◆ **ACTIVITÉS**
a. Dans l'extrait sur la natalité en France, relevez chaque année pour laquelle un nombre précis de naissances est donné, avec ce nombre.
b. Écrivez la suite de l'extrait sur la natalité en France, juste après sa dernière phrase.

◆ **EXTRAIT**

Le 27 avril 1969 Charles de Gaulle est désavoué lors d'un référendum. Il démissionne dès le lendemain. Le 15 juin Georges Pompidou lui succède à l'Elysée et Jacques Chaban-Delmas entre à Matignon le 23 juin. En 1971, le nombre annuel de naissances atteint son record : 881 000. Le baby-boom continue en 1972 avec 877 500 naissances. En 1973 on dénombre encore 855 000 arrivées de bébés dans une France de 52 millions d'habitants, mais en mai de cette même année une importante manifestation en faveur du droit à l'avortement témoigne d'un important changement de mentalité.
La loi Veil relative à l'IVG (le 20 décembre 1974 : joli cadeau de Noël !) vint entériner légalement et conforter psychologiquement le droit de vie et de mort des parents, voire de la seule mère, sur l'embryon. Les trois années suivantes la chute du nombre de naissances fut rapide : 56 000 de moins en 1974, idem en 1975, et encore 25 000 de moins en 1976. Les statistiques reflètent l'ampleur du changement survenu dans les mentalités et dans la législation. La loi du 18 juin 1975 facilitant le divorce, succédant à la loi Veil votée six mois plus tôt, est typique de l'évolution qui s'est produite à cette époque.
Le bas niveau de la natalité de 1976 à 1999
Après cette chute durant la première moitié des années 1970 vint un plateau aux environs de 1,8 à 1,9 par femme, 730 000 à 760 000 naissances par an. La descendance finale, c'est-à-dire le nombre de bébés mis au monde par une femme durant la totalité de sa vie, n'est guère inférieure à 2, mais les naissances surviennent à des âges de plus en plus élevés, ce qui explique une partie importante de la faiblesse de leur nombre annuel.

◆ **DONNÉES FOURNIES**

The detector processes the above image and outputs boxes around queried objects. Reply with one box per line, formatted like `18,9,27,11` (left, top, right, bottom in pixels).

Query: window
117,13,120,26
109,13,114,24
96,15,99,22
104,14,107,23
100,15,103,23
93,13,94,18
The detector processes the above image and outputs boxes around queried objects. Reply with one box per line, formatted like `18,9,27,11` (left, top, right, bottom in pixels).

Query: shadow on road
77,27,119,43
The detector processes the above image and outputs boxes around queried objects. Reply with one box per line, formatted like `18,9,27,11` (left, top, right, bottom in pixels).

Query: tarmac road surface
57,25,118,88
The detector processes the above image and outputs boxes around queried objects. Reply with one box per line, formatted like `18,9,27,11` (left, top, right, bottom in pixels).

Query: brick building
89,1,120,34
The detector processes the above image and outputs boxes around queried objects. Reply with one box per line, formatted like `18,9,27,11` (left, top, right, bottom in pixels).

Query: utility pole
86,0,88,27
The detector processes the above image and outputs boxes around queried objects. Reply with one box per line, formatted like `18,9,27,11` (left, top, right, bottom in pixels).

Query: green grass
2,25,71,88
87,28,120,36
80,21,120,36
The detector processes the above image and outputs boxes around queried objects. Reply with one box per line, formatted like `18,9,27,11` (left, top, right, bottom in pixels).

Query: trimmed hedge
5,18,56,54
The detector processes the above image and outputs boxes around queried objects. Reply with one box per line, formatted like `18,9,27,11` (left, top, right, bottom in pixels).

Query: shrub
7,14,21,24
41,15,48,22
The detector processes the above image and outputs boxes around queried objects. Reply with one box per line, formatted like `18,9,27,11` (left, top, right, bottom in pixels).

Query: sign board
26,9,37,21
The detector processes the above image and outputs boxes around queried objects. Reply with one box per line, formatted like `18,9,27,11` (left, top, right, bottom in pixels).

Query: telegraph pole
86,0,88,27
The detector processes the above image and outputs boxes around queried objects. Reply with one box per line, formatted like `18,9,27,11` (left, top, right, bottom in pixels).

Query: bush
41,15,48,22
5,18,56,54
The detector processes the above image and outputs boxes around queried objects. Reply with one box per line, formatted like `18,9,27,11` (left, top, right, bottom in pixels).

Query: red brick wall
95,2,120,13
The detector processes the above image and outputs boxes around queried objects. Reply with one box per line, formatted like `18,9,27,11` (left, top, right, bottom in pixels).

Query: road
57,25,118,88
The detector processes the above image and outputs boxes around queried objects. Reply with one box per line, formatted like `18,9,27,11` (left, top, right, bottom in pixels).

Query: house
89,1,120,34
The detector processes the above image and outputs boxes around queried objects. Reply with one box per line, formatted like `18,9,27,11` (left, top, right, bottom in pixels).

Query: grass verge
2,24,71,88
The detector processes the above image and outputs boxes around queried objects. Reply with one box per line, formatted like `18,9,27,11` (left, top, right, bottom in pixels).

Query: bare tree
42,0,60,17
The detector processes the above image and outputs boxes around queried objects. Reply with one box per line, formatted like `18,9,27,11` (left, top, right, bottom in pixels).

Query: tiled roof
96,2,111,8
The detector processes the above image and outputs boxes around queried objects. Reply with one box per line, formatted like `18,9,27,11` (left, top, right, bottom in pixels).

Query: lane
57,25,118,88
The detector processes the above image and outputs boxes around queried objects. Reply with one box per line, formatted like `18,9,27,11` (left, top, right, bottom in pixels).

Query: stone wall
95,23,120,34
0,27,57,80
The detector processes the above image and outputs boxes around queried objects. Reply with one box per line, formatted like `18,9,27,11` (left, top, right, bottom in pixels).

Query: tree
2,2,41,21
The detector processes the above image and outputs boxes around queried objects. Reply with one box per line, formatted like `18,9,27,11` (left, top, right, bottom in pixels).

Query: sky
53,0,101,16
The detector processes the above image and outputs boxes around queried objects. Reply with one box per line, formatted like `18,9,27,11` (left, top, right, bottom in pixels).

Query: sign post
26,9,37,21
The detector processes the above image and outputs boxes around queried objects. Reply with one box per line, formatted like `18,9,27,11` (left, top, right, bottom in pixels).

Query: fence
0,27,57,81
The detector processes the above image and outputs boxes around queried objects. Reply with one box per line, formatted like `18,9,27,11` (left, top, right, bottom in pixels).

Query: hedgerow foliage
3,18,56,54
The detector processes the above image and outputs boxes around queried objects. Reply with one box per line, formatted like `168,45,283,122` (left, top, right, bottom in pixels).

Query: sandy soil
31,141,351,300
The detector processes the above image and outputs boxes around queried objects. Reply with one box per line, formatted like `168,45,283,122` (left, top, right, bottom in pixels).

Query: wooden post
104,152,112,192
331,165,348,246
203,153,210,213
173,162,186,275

◆ **RÉPONSES**
a.
1971 : 881 000 naissances
1972 : 877 500 naissances
1973 : 855 000 naissances

b.
La décennie 1980-1989 n'est guère plus brillante. Elle débute aux environs de 800 000 naissances par an, descend à 760 000 en 1984, remonte à 778 000 en 1986, termine à 765 000 en 1989. La suivante est tout aussi terne, débutant à 762 000 en 1990 et terminant à 745 000 en 1999.
Léger sursaut puis inquiétant déclin au XXI ème siècle
Le XXIème siècle commence par un léger progrès : 775 000 naissances en l'an 2000. Le nombre des naissances monta jusqu'à 797 000 en 2006 et cette décennie « tranquille » se termine à 793 000 en 2009.
La décennie suivante ne commence pas trop mal : petite progression à 802 000 en 2010. Puis les naissances retombent, progressivement mais sans discontinuer, jusqu'à 730 000 en 2017, 720 000 en 2018, 714 000 en 2019, pour finir par crever le plancher de 700 000, à 697 000, en 2020.
La régularité de cette baisse, de 802 000 à 697 000, est plus inquiétante que les hauts et les bas habituellement constatés au cours d'une décennie. Dix années consécutives de baisse, aboutissant à 105 000 naissances de moins, soit un recul de 13 %, cela requiert une réflexion, puis une action.
Que faire ?
La politique familiale est l'instrument dédié à la résolution des problèmes de natalité. Certes, en pleine épidémie de covid, il est peu probable que les pouvoirs publics, visiblement dépassés par les évènements, veuillent s'intéresser sérieusement à la question. Reste que « gouverner, c'est prévoir », et que les tracas immédiats ne devraient pas empêcher de se préoccuper activement du long terme, et donc au premier chef de la démographie.
Si l'improbable se produit, si la Présidence, le Gouvernement et le Parlement, sans oublier le Commissariat au Plan, ont la sagesse et le courage de s'occuper du long terme, ils ne se polariseront pas exclusivement sur la pandémie, mais travailleront à préserver et à renforcer les dispositions qui facilitent aux jeunes ménages l'accomplissement de leurs projets procréatifs.